#### 文書本文:
╔══
本発明は、イオン移動度分析装置及び該装置を用いた質量分析装置に関する。
試料分子から生成した分子イオンを電場の作用により媒質気体(又は液体)中で移動させるとき、該イオンは電場の強さやその分子の大きさなどで決まる移動度に比例した速度で移動する。イオン移動度分光測定法(Ion Mobility Spectrometry=IMS)は、試料分子の分析のためにこの移動度を利用した測定法である。図8(a)は一般的なイオン移動度分析装置の概略構成図である(特許文献1など参照)。
このイオン移動度分析装置は、試料中の成分分子をイオン化するイオン源1と、図示しない例えば円筒形状のハウジング内に設けられた、イオン移動度を測定するためのドリフト領域4と、ドリフト領域4中を移動してきたイオンを検出する検出器5と、を備える。また、イオン源1において生成されたイオンをごく短い時間幅に限定してパルス的にドリフト領域4へと送り込むために、ドリフト領域4の入口端にシャッタゲート3を備える。ハウジング内は大気圧雰囲気又は100[Pa]程度の低真空雰囲気であり、ドリフト領域4に配置されているドリフト電極群2に含まれる多数の円環状の電極2aにそれぞれ印加されている直流電圧により、ドリフト領域4中にはイオン移動方向に下り電位勾配を示す(イオンを加速する)一様電場が形成される。図8(b)はドリフト領域4におけるイオン光軸C上のポテンシャル分布を示す概略図である。一方、この電場による加速方向とは逆方向に中性の拡散ガスの流れが形成されている。
╚══
#### 提供資料:
╔══
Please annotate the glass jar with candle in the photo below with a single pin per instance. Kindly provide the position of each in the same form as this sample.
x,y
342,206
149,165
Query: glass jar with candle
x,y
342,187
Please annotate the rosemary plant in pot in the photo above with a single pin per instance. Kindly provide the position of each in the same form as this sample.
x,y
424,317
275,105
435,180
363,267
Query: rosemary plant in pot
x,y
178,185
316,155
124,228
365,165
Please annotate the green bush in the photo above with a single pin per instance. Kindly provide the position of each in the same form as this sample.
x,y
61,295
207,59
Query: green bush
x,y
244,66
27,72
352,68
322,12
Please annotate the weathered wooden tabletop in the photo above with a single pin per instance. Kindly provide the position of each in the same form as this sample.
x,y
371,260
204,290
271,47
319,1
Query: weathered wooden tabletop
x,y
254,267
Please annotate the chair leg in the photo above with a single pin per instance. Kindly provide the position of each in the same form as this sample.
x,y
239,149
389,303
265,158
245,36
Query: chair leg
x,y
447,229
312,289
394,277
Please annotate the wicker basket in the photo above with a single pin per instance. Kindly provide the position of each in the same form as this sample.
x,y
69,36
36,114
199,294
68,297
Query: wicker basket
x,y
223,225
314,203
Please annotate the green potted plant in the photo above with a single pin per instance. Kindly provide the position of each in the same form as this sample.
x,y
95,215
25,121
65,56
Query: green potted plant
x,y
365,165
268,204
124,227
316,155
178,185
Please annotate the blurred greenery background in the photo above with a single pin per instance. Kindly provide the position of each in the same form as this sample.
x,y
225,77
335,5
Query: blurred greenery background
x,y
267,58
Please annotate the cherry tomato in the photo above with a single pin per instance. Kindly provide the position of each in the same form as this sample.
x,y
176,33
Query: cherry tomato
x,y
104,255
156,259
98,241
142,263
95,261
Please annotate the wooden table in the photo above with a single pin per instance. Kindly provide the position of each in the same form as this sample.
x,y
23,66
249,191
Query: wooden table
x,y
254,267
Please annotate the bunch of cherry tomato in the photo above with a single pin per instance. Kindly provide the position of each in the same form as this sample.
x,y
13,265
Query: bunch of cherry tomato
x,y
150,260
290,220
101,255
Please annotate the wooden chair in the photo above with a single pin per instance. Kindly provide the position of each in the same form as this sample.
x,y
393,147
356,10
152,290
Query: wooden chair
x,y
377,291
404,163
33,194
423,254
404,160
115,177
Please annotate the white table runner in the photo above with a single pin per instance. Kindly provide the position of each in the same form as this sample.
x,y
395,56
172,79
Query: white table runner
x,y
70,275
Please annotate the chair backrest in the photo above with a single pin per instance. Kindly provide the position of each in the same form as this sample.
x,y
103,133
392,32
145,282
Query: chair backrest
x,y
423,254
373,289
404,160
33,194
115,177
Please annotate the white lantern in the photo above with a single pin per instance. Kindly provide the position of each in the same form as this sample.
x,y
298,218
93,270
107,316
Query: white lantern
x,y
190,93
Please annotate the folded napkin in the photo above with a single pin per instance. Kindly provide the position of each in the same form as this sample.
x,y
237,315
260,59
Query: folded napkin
╚══
イオン移動度分析装置についての文章を、最後の文の後から書き進めてください。 上に示した行は使わなくてかまいません。

イオン源1で生成されたイオンはドリフト領域4の入口端に設けられたシャッタゲート3で一旦堰き止められ、シャッタゲート3がパルス的に開放されると、イオンはパケット状にドリフト領域4中に導入される。導入されたイオンはドリフト領域4において拡散ガスと衝突しながら、下り電位勾配に沿って進む。イオンはその大きさ、立体構造、電荷などに依存するイオン移動度によって時間的に分離され、異なるイオン移動度を持つイオンは時間差を有して検出器5に到達する。ドリフト領域4中の電場が一様である場合には、イオンがドリフト領域4を通過するのに要するドリフト時間から、イオン-拡散ガス間の衝突断面積を見積もることが可能である。
一方、特許文献2には、ドリフト領域中の電場を一様とせず、イオン軌道の半径方向の集束を行えるようにイオン光軸上のポテンシャル分布を調整する方法が提案されている。この場合には、イオン-拡散ガス間の衝突断面積の見積もりはかなり困難であるものの、イオンの拡散による損失を抑えてより多くの量のイオンを検出器に到達させることができるので、高感度化を達成することができる。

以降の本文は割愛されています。